- QUESTIONS TO ANSWER:
(a) In the AI article, what is the name of the MIT system that tracks people through walls?
(b) Extract the stretch of the AI article from "3D view of a" through "The Conversation, NVidia)", word for word.

- SOURCE EXTRACT:
== Segment start ==

Smelling illness in human breath using AI

Researchers from Loughborough University, Western General Hospital, the University of Edinburgh, and the Edinburgh Cancer Centre in the United Kingdom, recently developed a deep learning-based method that can analyze compounds in the human breath and detect illnesses, including cancer, with better than-human average performance.

The sense of smell is used by animals and even plants to identify hundreds of different substances that float in the air. But compared to that of other animals, the human sense of smell is far less developed and certainly not used to carry out daily activities. For this reason, humans aren’t particularly aware of the richness of information that can be transmitted through the air and can be perceived by a highly sensitive olfactory system. AI may be about to change that.

Using NVIDIA Tesla GPUs and the cuDNN-accelerated Keras, and TensorFlow deep learning frameworks, the team trained their neural network on data from participants with different types of cancer receiving radiotherapy, said researcher Angelika Skarysz, a Ph.D. research student at Loughborough University. To increase the neural network’s efficiency, the team increased the original training data by using data augmentation. The convolutional neural network was augmented 100 times, the team said.



“A team of doctors, nurses, radiographers and medical physicists at the Edinburgh Cancer Centre collected breath samples from participants undergoing cancer treatment. The samples were then analyzed by two teams of chemists and computer scientists. Once a number of compounds were identified manually by the chemists, fast computers were given the data to train deep learning networks. The computation was accelerated by special devices, called GPUs, that can process multiple different pieces of information at the same time. The deep learning networks learned more and more from each breath sample until they could recognize specific patterns that revealed specific compounds in the breath” as posted by Andrea Soltoggio on The Conversation.


3D view of a portion of breath sample data

“Computers equipped with this technology only take minutes to autonomously analyze a breath sample that previously took hours by a human expert,” Soltoggio said. AI is making the whole process cheaper – but above all, it is making it more reliable.

Link to the paper: ResearchGate

(Via: ResearchGate, The Conversation, NVidia)


Using AI to see through walls

MIT’s new AI can now see through walls. MIT has given a computer x-ray vision, but it didn’t need x-rays to do it. The system, known as RF-Pose, uses a neural network and radio signals to track people through an environment and generate wireframe models in real time. It doesn’t even need to have a direct line of sight to know how someone is walking, sitting, or waving their arms on the other side of a wall.


Using wireless signals, RF-Pose could serve as a healthcare system to monitor patients’ movements from the other side of a wall. Source: MIT CSAIL

The MIT researchers decided to collect examples of people walking with both wireless signal pings and cameras. The camera footage was processed to generate stick figures in place of the people, and the team matched that data up with the radio waves. That combined data is what researchers used to train the neural network. With a strong association between the stick figures and RF data, the system is able to create stick figures based on radio wave reflections. One idea is to use the system to monitor those who might be at risk of a fall—a sick or elderly person, say.

Here’s the video which might help in comprehending the topic more.

== Segment end ==

- RECORDS SHOWN:
== Segment start ==

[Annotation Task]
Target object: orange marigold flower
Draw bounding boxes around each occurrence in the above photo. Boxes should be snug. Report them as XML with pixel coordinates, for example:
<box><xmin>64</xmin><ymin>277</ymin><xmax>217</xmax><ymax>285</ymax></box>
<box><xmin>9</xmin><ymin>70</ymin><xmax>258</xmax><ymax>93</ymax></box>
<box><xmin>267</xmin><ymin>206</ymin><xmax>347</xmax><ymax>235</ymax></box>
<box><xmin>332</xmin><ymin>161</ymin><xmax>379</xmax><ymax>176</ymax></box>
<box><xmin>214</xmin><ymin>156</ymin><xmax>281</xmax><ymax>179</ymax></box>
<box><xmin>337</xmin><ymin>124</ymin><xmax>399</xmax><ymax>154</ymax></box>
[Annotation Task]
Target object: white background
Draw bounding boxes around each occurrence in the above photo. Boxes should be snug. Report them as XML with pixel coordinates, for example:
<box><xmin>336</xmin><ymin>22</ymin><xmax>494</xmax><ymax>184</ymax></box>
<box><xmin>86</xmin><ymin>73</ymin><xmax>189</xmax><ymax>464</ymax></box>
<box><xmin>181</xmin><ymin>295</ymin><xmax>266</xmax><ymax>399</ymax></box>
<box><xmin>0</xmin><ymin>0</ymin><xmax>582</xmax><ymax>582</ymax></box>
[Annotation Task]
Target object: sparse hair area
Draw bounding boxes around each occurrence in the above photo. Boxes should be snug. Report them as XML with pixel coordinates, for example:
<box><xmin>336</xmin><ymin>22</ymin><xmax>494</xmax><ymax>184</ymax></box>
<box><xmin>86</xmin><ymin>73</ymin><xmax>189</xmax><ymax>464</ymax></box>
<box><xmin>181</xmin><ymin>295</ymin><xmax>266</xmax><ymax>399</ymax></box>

== Segment end ==

- RESPONSES PER TASK:
(a) RF-Pose

(b)
3D view of a portion of breath sample data

“Computers equipped with this technology only take minutes to autonomously analyze a breath sample that previously took hours by a human expert,” Soltoggio said. AI is making the whole process cheaper – but above all, it is making it more reliable.

Link to the paper: ResearchGate

(Via: ResearchGate, The Conversation, NVidia)